+++ PASSAGE PROPOSÉ

Commentaire : après l’arrêt Sanchez, l’arrêt ouvre une porte dans la lutte contre les discours haineux

L’arrêt commenté est à mettre en parallèle avec l’arrêt Sanchez de la Grande Chambre de la Cour européenne des droits de l’homme qui concernait la condamnation pénale d’un membre du Rassemblement National (France), candidat aux élections législatives, à qui il était reproché de n’avoir pas promptement supprimé la publication de messages de tiers qui régissaient, sur le mur Facebook du candidat, à des propos polémiques de celui-ci.

Les deux affaires ne sont pas identiques par rapport aux faits, mais il y néanmoins un point commun : dans l’affaire Sanchez, c’est également le manque de vigilance et de réaction de l’élu à l’égard des commentaires publiés par des tiers qui posait problème.

L’élu se défendait sur le thème « ce n’est pas moi », mais les juges français lui avaient rétorqué, en substance, qu’il devait se douter que ses propres propos, polémiques, allaient créer un enchainement de haine d’autant plus certain qu’on était en période électorale, et que l’absence de modération ne pouvait qu’avoir un aspect incitatif à « se lâcher » ce qui s’était bien entendu produit à travers des messages haineux explicites à l’agard d’une communauté.

++++++

> _EXERCICE COURT A_:
Résumez le passage consacré à l'arrêt Sanchez en deux phrases.
Le passage n'a aucun lien avec les lignes de données.

+++ LIGNES DE DONNÉES

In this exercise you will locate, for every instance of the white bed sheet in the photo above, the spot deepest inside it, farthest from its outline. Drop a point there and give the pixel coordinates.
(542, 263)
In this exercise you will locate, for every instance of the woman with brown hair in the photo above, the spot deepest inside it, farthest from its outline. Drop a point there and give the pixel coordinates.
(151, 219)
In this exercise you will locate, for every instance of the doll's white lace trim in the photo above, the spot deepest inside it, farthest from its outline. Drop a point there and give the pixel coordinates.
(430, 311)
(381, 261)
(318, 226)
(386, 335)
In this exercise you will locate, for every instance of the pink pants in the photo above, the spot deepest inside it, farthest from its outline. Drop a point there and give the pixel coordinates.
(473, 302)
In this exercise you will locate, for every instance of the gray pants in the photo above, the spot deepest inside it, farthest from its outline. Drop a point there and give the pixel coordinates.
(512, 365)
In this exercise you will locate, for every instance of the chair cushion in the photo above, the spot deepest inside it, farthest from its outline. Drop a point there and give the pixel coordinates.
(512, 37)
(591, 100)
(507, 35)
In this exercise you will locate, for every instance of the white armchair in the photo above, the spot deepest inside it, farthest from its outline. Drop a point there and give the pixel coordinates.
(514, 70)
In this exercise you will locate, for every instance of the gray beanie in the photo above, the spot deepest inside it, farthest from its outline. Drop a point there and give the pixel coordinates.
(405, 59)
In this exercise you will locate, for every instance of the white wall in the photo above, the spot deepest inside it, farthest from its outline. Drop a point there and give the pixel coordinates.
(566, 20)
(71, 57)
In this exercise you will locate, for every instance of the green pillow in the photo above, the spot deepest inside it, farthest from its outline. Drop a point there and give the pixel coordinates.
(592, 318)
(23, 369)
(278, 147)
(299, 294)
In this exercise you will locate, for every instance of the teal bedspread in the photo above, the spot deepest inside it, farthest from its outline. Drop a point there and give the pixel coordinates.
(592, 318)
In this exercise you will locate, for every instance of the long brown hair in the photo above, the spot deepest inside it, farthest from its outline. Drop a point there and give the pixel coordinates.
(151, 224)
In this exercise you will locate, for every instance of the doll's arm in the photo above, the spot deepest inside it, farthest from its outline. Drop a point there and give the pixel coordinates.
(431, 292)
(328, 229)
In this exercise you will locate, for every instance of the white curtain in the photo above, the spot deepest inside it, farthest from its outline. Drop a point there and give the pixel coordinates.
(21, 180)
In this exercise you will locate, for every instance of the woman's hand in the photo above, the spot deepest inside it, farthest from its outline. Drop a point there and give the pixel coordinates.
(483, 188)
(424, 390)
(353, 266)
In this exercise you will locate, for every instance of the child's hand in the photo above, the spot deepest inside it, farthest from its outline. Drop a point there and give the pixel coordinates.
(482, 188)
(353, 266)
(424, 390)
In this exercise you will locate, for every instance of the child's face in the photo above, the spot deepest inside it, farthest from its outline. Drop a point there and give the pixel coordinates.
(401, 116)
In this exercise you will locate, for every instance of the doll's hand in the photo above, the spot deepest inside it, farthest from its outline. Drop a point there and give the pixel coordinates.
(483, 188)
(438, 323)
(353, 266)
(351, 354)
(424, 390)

++++++

> _EXERCICE COURT B_:
Parmi les lignes de données, recopiez celles qui vont de la ligne contenant « the child's hand » jusqu'à la dernière, en substituant « doll's fingers » à « doll's hand » et en laissant tout le reste intact.

> _RÉPONSE COMPLÈTE A_:
Le passage rapproche l'arrêt commenté de l'arrêt Sanchez de la Grande Chambre de la Cour européenne des droits de l'homme, qui concernait la condamnation pénale d'un candidat du Rassemblement National aux élections législatives pour ne pas avoir promptement supprimé des messages de tiers publiés sur son mur Facebook. Dans les deux affaires, le problème tenait au manque de vigilance et de réaction de l'élu face aux commentaires de tiers, et les juges français ont estimé qu'il devait se douter que ses propos polémiques, en période électorale et sans modération, susciteraient des messages haineux.

> _RÉPONSE COMPLÈTE B_:
In this exercise you will locate, for every instance of the child's hand in the photo above, the spot deepest inside it, farthest from its outline. Drop a point there and give the pixel coordinates.
(482, 188)
(353, 266)
(424, 390)
In this exercise you will locate, for every instance of the child's face in the photo above, the spot deepest inside it, farthest from its outline. Drop a point there and give the pixel coordinates.
(401, 116)
In this exercise you will locate, for every instance of the doll's fingers in the photo above, the spot deepest inside it, farthest from its outline. Drop a point there and give the pixel coordinates.
(483, 188)
(438, 323)
(353, 266)
(351, 354)
(424, 390)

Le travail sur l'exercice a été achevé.